START ENTRIES PROVIDED

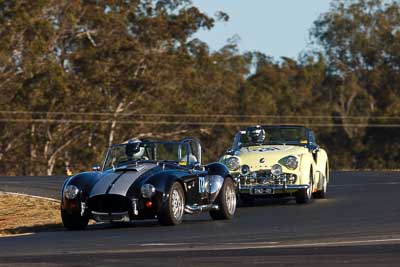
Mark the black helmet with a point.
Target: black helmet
(256, 134)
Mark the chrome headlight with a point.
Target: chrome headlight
(276, 170)
(148, 190)
(290, 162)
(71, 191)
(245, 170)
(233, 163)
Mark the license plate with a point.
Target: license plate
(263, 191)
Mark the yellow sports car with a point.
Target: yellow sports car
(278, 161)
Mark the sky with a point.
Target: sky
(274, 27)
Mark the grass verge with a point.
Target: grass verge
(23, 214)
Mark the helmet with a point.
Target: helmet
(133, 150)
(256, 134)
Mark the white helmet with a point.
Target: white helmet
(133, 149)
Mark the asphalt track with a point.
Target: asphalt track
(357, 225)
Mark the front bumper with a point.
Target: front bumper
(111, 217)
(262, 190)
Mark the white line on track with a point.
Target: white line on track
(15, 235)
(364, 184)
(33, 196)
(262, 245)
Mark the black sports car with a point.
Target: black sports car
(144, 180)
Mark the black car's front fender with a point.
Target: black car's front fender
(84, 182)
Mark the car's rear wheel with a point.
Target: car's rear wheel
(74, 222)
(173, 209)
(303, 196)
(226, 202)
(246, 200)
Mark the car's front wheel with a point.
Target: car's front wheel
(322, 193)
(74, 222)
(226, 202)
(303, 196)
(172, 211)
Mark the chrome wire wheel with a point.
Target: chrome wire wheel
(309, 190)
(177, 204)
(230, 199)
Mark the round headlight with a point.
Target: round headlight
(148, 190)
(233, 163)
(71, 191)
(276, 170)
(245, 170)
(290, 162)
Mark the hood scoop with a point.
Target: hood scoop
(136, 168)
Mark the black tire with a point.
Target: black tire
(304, 196)
(74, 222)
(171, 212)
(322, 193)
(226, 202)
(246, 200)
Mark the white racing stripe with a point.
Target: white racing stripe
(33, 196)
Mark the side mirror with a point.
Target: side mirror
(314, 148)
(230, 151)
(96, 168)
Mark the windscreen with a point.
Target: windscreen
(273, 136)
(123, 154)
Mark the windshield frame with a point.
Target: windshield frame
(180, 144)
(236, 144)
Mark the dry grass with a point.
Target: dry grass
(23, 214)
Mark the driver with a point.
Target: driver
(256, 134)
(133, 150)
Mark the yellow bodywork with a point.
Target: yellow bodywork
(263, 157)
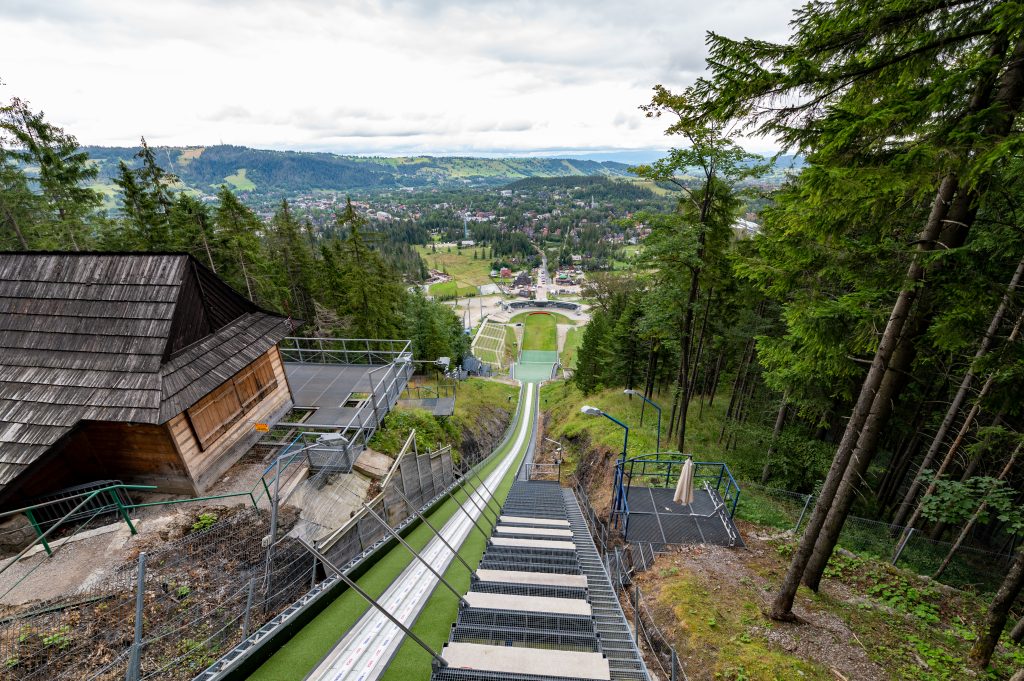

END ENTRIES PROVIDED

#### WHAT IS EXPECTED
Set down exactly, and only, the lines from the one holding "Target: round headlight" to the end of the records above, leaving every picture out.

#### EXERCISE ANSWER
Target: round headlight
(148, 190)
(233, 163)
(71, 191)
(276, 170)
(245, 170)
(290, 162)
Mark the hood scoop with a point.
Target: hood scoop
(136, 168)
Mark the black tire with a point.
Target: black tire
(304, 196)
(74, 222)
(171, 212)
(322, 193)
(226, 202)
(246, 200)
Mark the white racing stripe with a point.
Target: white racing stripe
(33, 196)
Mark the side mirror with a point.
Target: side mirror
(314, 148)
(230, 151)
(96, 168)
Mark the windscreen with a point.
Target: windscreen
(273, 136)
(123, 154)
Mark the windshield frame with a point.
Target: windshield frame
(180, 144)
(236, 144)
Mark the dry grass with a point.
Target: dry grass
(23, 214)
Mark the driver with a point.
Target: driver
(256, 134)
(133, 150)
Mark the yellow bodywork with a point.
Target: yellow bodywork
(263, 157)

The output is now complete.